§ Source extract
## Start

Clippert argued that Monday’s testimony from Nasro Jama, one of the three voters, opened the door for Jaylani’s testimony.

“I know she said she wasn’t scared, but she was harassed and clearly not happy to be here,” Clippert said.

Brasel ultimately barred Jaylani from testifying, stating that Nasro “was clearly not intimidated by anyone” during Monday’s testimony, “based on her words and body language.” 

Jaylani wasn’t in court during trial and did not respond to Sahan Journal’s requests to comment Tuesday. 

Contesting the ‘agent delivery process’ and the handling of absentee ballots 

Prosecutors told jurors at trial that the “agent delivery process” allows people to vote via absentee ballot because of a disability or incapacitating health problems. Voters must fill out a form requesting that an agent—someone of their choice—pick up a blank absentee ballot for them to fill out, and then deliver the completed ballot in a sealed envelope to their local elections office. 

The voter must also certify that they have a “preexisting relationship” with that agent, meaning they know each other, prosecutors said. 

The grand jury investigation last fall probed whether people’s ballots were being filled out without their knowledge using the agent delivery process, Hostetter said. If voters didn’t fill out the ballot, the investigation sought to learn who filled out their ballots for them, he added. 

Mohamed testified before a grand jury on September 30 and on October 14, 2021. In both cases, he said several times that he collected one ballot each from three voters and hand-delivered them to the elections office to cast as an early vote.

Mohamed told the grand jury that his main job for Omar, then a primary candidate, involved knocking on “thousands” of doors for the campaign. Mohamed said he volunteered on the side while he was a full-time student. 

“My job was to pick up sealed envelopes,” Mohamed stated in September 2021, according to a transcript shown in court on Tuesday. “It’s part of the door knocking. If you have someone who has a sealed envelope, you pick it up.” 

Prosecutors at last fall’s grand jury inquiry asked Mohamed multiple times whether Omar’s campaign or anyone else instructed him to pick up and deliver ballots. He answered that this was a widespread practice in campaigning. 

“No one told me to do those specific things, but as part of volunteering, it’s to go out and speak to the community,” he responded in his grand jury testimony. 

Mohamed said anyone who acted as a ballot agent could only take up to three ballots to the elections center, and that he saw people from other campaigns doing the same thing. 

In the reenactment and transcripts of last fall’s inquiry, Mohamed also stated that frail and elderly voters would call Omar campaign’s office asking for help with their ballots. Mohamed added that a campaign official named “Dawson” gave him a list of the three voters in question whom he later acted as an agent for.

While evidence presented in court Tuesday did not specify who Dawson is, Mohamed’s remarks likely refer to Dawson Kimyon, Omar’s campaign manager and current legislative assistant at the state Capitol. 

Kimyon has not responded to repeated requests from Sahan Journal for comment.

Witnesses say they never met Mohamed and did not ask him to deliver ballots

Two of the voters in Mohamed’s case testified Monday that they did not know Mohamed and had not signed the forms he delivered to the city’s elections office in their names. Neither was frail or elderly; one was 22 and said he’d been healthy all his life.

## End

§ Supplied information
## Start

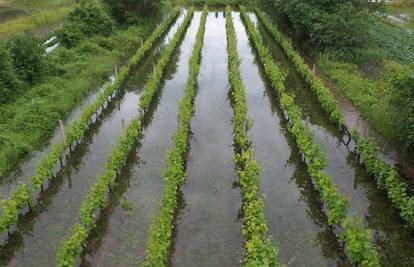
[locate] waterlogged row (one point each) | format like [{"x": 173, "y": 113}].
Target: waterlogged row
[
  {"x": 259, "y": 250},
  {"x": 387, "y": 177},
  {"x": 25, "y": 194},
  {"x": 98, "y": 197},
  {"x": 357, "y": 240},
  {"x": 161, "y": 231}
]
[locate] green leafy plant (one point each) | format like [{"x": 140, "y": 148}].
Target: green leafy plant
[
  {"x": 357, "y": 239},
  {"x": 323, "y": 94},
  {"x": 98, "y": 196},
  {"x": 160, "y": 234},
  {"x": 75, "y": 132},
  {"x": 259, "y": 250},
  {"x": 387, "y": 177}
]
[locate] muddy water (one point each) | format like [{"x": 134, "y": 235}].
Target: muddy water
[
  {"x": 123, "y": 241},
  {"x": 394, "y": 241},
  {"x": 40, "y": 232},
  {"x": 302, "y": 236},
  {"x": 27, "y": 168},
  {"x": 208, "y": 226}
]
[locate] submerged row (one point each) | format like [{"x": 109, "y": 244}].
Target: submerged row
[{"x": 211, "y": 218}]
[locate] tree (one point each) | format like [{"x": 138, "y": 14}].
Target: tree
[
  {"x": 125, "y": 11},
  {"x": 85, "y": 20},
  {"x": 27, "y": 55},
  {"x": 336, "y": 25}
]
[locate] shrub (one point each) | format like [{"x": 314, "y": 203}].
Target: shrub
[
  {"x": 86, "y": 20},
  {"x": 9, "y": 82},
  {"x": 27, "y": 55},
  {"x": 125, "y": 11}
]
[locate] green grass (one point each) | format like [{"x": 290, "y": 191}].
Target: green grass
[
  {"x": 27, "y": 123},
  {"x": 396, "y": 10},
  {"x": 37, "y": 14},
  {"x": 396, "y": 42},
  {"x": 372, "y": 96}
]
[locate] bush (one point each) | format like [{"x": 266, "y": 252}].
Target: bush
[
  {"x": 330, "y": 25},
  {"x": 27, "y": 55},
  {"x": 404, "y": 101},
  {"x": 9, "y": 82},
  {"x": 127, "y": 11},
  {"x": 85, "y": 20}
]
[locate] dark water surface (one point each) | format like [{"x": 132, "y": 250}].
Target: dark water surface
[
  {"x": 293, "y": 210},
  {"x": 394, "y": 241},
  {"x": 208, "y": 226},
  {"x": 122, "y": 236},
  {"x": 41, "y": 231}
]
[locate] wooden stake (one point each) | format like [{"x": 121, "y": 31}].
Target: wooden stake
[{"x": 123, "y": 125}]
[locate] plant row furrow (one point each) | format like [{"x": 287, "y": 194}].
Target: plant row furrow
[
  {"x": 98, "y": 196},
  {"x": 25, "y": 194},
  {"x": 386, "y": 176},
  {"x": 357, "y": 240},
  {"x": 161, "y": 230},
  {"x": 259, "y": 250},
  {"x": 323, "y": 94}
]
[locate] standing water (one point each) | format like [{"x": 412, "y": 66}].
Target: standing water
[
  {"x": 122, "y": 241},
  {"x": 352, "y": 180},
  {"x": 41, "y": 231},
  {"x": 208, "y": 226},
  {"x": 301, "y": 234}
]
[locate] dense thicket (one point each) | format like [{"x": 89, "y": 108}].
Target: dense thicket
[
  {"x": 330, "y": 25},
  {"x": 127, "y": 11},
  {"x": 22, "y": 63},
  {"x": 8, "y": 77},
  {"x": 86, "y": 20}
]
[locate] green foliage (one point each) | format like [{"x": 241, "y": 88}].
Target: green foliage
[
  {"x": 258, "y": 246},
  {"x": 75, "y": 132},
  {"x": 324, "y": 95},
  {"x": 9, "y": 82},
  {"x": 387, "y": 178},
  {"x": 396, "y": 42},
  {"x": 126, "y": 11},
  {"x": 27, "y": 55},
  {"x": 85, "y": 20},
  {"x": 98, "y": 195},
  {"x": 404, "y": 102},
  {"x": 161, "y": 231},
  {"x": 357, "y": 240},
  {"x": 339, "y": 26}
]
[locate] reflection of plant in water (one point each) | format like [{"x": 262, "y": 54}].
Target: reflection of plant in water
[
  {"x": 126, "y": 204},
  {"x": 355, "y": 237}
]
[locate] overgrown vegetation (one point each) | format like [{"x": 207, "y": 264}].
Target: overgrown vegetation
[
  {"x": 24, "y": 195},
  {"x": 161, "y": 231},
  {"x": 369, "y": 59},
  {"x": 84, "y": 21},
  {"x": 387, "y": 177},
  {"x": 97, "y": 198},
  {"x": 30, "y": 115},
  {"x": 128, "y": 11},
  {"x": 259, "y": 250},
  {"x": 356, "y": 239}
]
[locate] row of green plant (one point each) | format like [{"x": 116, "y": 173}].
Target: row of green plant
[
  {"x": 357, "y": 240},
  {"x": 161, "y": 230},
  {"x": 324, "y": 95},
  {"x": 97, "y": 198},
  {"x": 24, "y": 195},
  {"x": 259, "y": 250},
  {"x": 388, "y": 178}
]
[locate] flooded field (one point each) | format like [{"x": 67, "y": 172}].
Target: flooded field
[{"x": 208, "y": 227}]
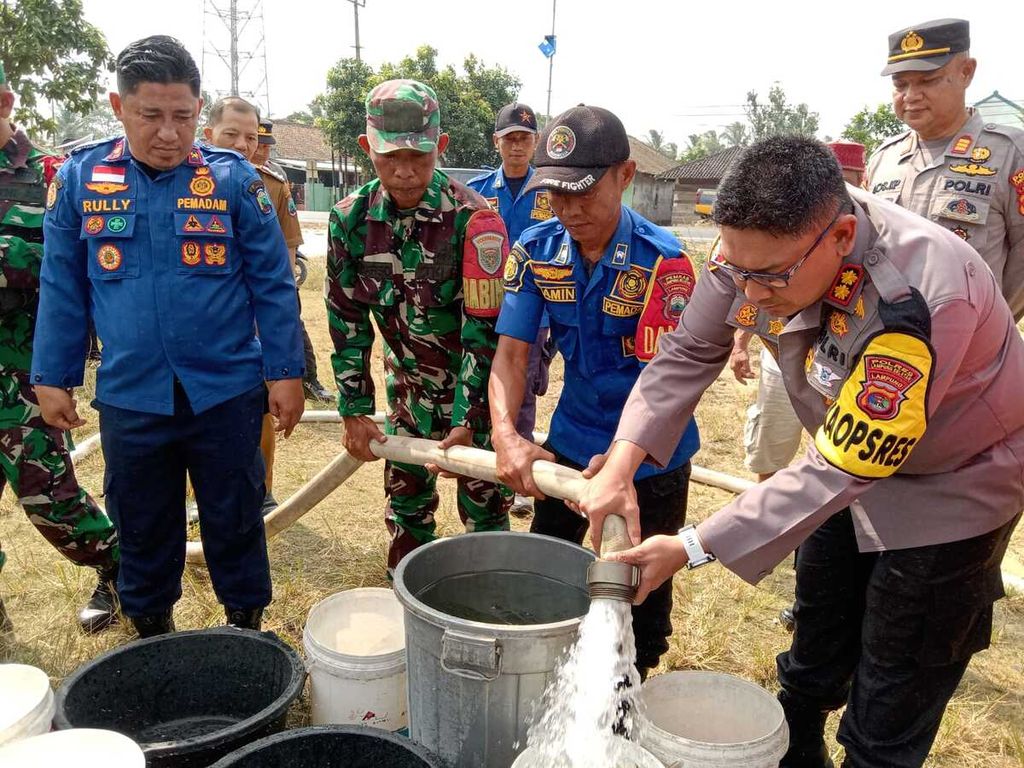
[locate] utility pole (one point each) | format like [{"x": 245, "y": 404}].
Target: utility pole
[
  {"x": 356, "y": 4},
  {"x": 551, "y": 58}
]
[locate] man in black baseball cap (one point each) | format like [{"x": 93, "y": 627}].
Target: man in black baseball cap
[{"x": 611, "y": 283}]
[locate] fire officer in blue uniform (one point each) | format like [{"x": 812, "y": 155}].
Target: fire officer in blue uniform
[
  {"x": 173, "y": 250},
  {"x": 505, "y": 189},
  {"x": 611, "y": 283}
]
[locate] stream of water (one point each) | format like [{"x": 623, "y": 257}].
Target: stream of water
[{"x": 591, "y": 709}]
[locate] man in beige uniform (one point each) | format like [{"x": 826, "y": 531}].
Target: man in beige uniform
[
  {"x": 902, "y": 358},
  {"x": 951, "y": 167}
]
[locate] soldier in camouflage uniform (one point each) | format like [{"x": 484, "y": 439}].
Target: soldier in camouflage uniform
[
  {"x": 34, "y": 456},
  {"x": 424, "y": 256}
]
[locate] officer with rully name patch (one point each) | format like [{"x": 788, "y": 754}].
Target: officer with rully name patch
[
  {"x": 611, "y": 283},
  {"x": 173, "y": 249},
  {"x": 952, "y": 167},
  {"x": 901, "y": 357}
]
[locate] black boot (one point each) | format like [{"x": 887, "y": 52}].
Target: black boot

## End

§ To be done
1. According to the trial report, why did Brasel bar Jaylani from testifying?
2. Transcribe the trial report from "Clippert argued that" up to and including "to comment Tuesday.".

§ Answers below
1. Brasel barred Jaylani from testifying after concluding that Nasro "was clearly not intimidated by anyone" during Monday's testimony. That judgment was "based on her words and body language."

2.
Clippert argued that Monday’s testimony from Nasro Jama, one of the three voters, opened the door for Jaylani’s testimony.

“I know she said she wasn’t scared, but she was harassed and clearly not happy to be here,” Clippert said.

Brasel ultimately barred Jaylani from testifying, stating that Nasro “was clearly not intimidated by anyone” during Monday’s testimony, “based on her words and body language.” 

Jaylani wasn’t in court during trial and did not respond to Sahan Journal’s requests to comment Tuesday.